▶ [Task objective] Lay out the lines below as a numbered list, skipping any blank ones.

═════ Extracted entries

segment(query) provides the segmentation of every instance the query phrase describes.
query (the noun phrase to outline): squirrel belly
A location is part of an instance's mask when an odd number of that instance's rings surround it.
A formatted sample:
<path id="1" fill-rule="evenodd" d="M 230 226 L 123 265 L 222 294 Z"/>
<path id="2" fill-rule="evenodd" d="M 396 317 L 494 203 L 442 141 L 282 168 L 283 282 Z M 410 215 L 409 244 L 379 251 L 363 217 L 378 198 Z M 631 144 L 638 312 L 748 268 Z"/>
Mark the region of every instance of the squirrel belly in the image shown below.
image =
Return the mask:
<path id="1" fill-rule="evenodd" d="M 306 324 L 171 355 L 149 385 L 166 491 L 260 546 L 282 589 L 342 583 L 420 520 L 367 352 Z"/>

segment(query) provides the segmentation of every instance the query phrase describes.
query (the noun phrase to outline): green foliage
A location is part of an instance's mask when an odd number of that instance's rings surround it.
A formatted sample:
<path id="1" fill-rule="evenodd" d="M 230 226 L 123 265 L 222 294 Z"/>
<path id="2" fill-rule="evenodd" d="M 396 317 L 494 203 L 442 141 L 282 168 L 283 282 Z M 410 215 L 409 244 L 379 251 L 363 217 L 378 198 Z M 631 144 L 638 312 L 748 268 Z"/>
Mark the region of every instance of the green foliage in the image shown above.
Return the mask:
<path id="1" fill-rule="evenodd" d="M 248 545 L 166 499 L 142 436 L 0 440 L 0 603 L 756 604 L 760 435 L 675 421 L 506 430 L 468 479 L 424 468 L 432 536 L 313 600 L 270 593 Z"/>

══════════

▶ [Exercise solution]
1. segment(query) provides the segmentation of every instance the query phrase describes.
2. query (the noun phrase to outline): squirrel belly
3. A location is part of an instance's mask when an odd number of that instance's rings surround it.
4. A formatted sample:
5. <path id="1" fill-rule="evenodd" d="M 230 226 L 123 265 L 222 294 Z"/>
6. <path id="2" fill-rule="evenodd" d="M 396 317 L 494 203 L 442 141 L 282 168 L 283 282 Z M 410 215 L 409 244 L 379 251 L 363 217 L 378 198 Z M 631 144 L 638 312 L 748 268 Z"/>
7. Mark the region of every instance of the squirrel belly in the image shown below.
8. image =
9. Return the mask:
10. <path id="1" fill-rule="evenodd" d="M 306 324 L 171 355 L 149 385 L 166 491 L 260 546 L 282 589 L 342 583 L 420 520 L 367 352 Z"/>
11. segment(query) provides the segmentation of every instance the query phrase describes.
12. query (the noun phrase to outline): green foliage
13. A location is part of an instance's mask when an odd number of that instance's rings surround it.
14. A formatted sample:
15. <path id="1" fill-rule="evenodd" d="M 230 226 L 123 265 L 222 294 Z"/>
16. <path id="2" fill-rule="evenodd" d="M 396 317 L 494 203 L 442 141 L 282 168 L 283 282 Z M 410 215 L 409 244 L 379 251 L 363 217 L 378 198 Z M 631 144 L 638 312 L 748 268 Z"/>
17. Mark the region of every instance of the green foliage in the image shown above.
18. Return the mask:
19. <path id="1" fill-rule="evenodd" d="M 248 545 L 166 499 L 142 436 L 0 440 L 0 603 L 756 604 L 760 435 L 675 421 L 506 430 L 468 479 L 424 468 L 432 536 L 313 600 L 270 593 Z"/>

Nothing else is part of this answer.